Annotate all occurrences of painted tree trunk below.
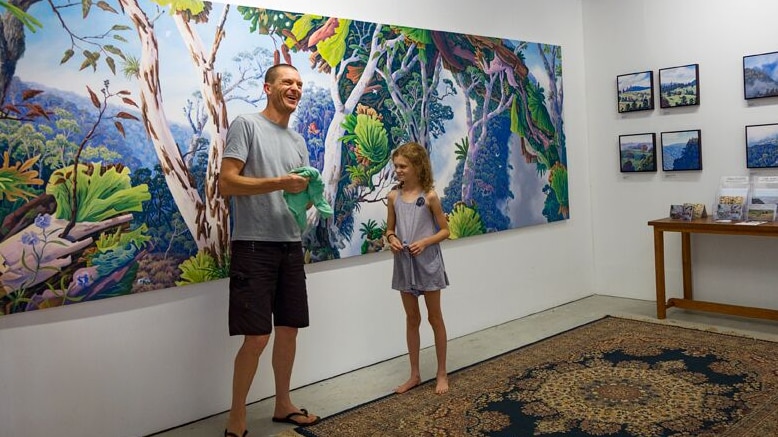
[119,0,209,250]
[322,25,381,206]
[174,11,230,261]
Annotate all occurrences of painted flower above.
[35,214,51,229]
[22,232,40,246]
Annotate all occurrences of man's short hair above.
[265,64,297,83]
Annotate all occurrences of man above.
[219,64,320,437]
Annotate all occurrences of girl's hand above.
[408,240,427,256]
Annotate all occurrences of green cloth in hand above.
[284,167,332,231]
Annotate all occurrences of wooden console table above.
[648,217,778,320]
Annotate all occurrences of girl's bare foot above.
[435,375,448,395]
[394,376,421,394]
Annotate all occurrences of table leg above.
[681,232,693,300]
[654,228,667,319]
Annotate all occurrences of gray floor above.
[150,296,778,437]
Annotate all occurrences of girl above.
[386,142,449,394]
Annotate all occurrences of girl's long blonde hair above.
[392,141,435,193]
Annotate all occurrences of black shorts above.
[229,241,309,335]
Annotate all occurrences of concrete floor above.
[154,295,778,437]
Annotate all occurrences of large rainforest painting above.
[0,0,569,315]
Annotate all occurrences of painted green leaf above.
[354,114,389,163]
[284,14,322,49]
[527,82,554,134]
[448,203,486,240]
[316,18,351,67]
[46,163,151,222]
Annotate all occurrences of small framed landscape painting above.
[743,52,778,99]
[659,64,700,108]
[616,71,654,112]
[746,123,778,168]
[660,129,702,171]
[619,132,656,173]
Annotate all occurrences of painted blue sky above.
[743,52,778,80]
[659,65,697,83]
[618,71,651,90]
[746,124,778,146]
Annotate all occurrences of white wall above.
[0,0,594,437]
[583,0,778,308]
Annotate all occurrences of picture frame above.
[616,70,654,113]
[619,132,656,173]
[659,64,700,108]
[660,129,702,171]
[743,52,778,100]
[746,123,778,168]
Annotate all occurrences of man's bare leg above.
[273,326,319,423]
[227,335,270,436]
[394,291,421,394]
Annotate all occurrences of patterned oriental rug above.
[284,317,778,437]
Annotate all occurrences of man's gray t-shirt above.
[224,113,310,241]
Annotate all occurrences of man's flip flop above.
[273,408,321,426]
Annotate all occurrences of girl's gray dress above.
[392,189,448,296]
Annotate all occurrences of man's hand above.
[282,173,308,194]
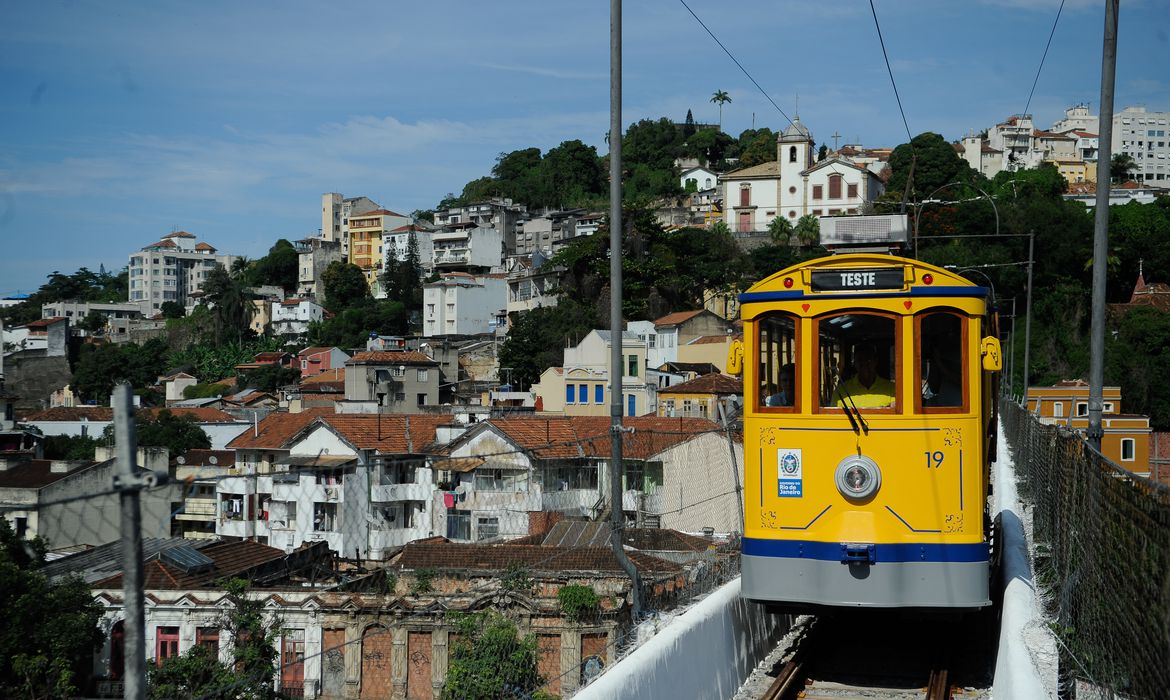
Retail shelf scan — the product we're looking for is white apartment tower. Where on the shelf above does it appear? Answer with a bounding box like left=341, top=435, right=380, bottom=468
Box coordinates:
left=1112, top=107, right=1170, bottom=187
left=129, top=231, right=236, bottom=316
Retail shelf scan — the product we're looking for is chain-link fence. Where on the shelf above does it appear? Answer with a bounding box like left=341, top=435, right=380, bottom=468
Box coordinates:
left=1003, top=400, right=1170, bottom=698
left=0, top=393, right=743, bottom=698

[Written request]: Lay out all the items above as a two-column CSV with the headers "text" and "answer", one row per item, putting the item's text and its answer each in a single quoted field with every line break replaced by a space. Leave the pictures out.

[Output]:
text,answer
"Annotate all occurrences of painted tree trunk below.","[119,0,209,250] [322,25,381,206] [174,11,230,261]"
"Annotate all occurrences of painted flower above.","[35,214,51,229] [22,232,40,246]"
"Annotate all occurrences of man's short hair above.","[265,64,297,83]"
"Annotate all occurrences of man above.","[219,64,320,437]"
"Annotate all occurrences of girl's hand above.","[408,240,427,256]"
"Annotate all occurrences of green cloth in hand above.","[284,167,332,231]"
"Annotate all occurrences of wooden console table above.","[648,217,778,320]"
"Annotate all occurrences of girl's bare foot above.","[435,375,448,395] [394,376,421,394]"
"Annotate all occurrences of table leg above.","[681,232,693,300] [654,228,667,319]"
"Annotate all occurrences of gray floor above.","[150,296,778,437]"
"Annotate all occurrences of girl above.","[386,142,449,394]"
"Annotate all occurrences of girl's long blonde hair above.","[392,141,435,193]"
"Annotate all occurrences of black shorts above.","[229,241,309,335]"
"Annotate all occurrences of concrete floor above.","[154,295,778,437]"
"Annotate all occurrences of large rainforest painting above.","[0,0,569,315]"
"Annotate all occurrences of painted green leaf above.","[354,114,389,163] [284,14,322,49] [527,82,554,134] [448,203,486,240] [316,18,351,67] [46,163,151,222]"
"Annotate all occurrences of small framed landscape painting above.","[743,52,778,99] [659,64,700,108] [616,71,654,112] [746,123,778,168] [660,129,702,171] [619,132,656,173]"
"Annotate all occurrences of painted blue sky above.","[743,52,778,80] [659,65,697,83] [618,71,651,90] [746,124,778,146]"
"Annotate all occurrences of white wall above.","[0,0,594,437] [583,0,778,308]"
"Annotate all occurrences of picture frame above.","[616,70,654,113] [619,132,656,173] [659,64,700,108] [660,129,702,171] [743,52,778,100] [746,123,778,168]"
"Annotate all occurrences of man's bare leg above.","[273,326,319,423] [227,335,270,436] [394,291,421,394]"
"Annotate all occurrences of patterned oriental rug above.","[284,317,778,437]"
"Annotate all occurrences of man's gray t-shirt above.","[224,113,310,241]"
"Annotate all occurrences of man's flip flop above.","[273,408,321,426]"
"Annotate all occurrences of girl's gray dress above.","[392,189,448,296]"
"Annotate all occurrences of man's hand above.","[282,173,308,194]"
"Retail shelf scan — the product we're looking for is white apartment tower. Where on the shelf above does it appear? Answer with a bounding box like left=341, top=435, right=380, bottom=468 Box coordinates:","left=1112, top=107, right=1170, bottom=187 left=129, top=231, right=236, bottom=316"
"Retail shelf scan — the product we're looking for is chain-link fence. Where on the shelf above does it appear? Answer with a bounding box like left=341, top=435, right=380, bottom=468 Box coordinates:","left=1003, top=400, right=1170, bottom=698 left=0, top=393, right=743, bottom=698"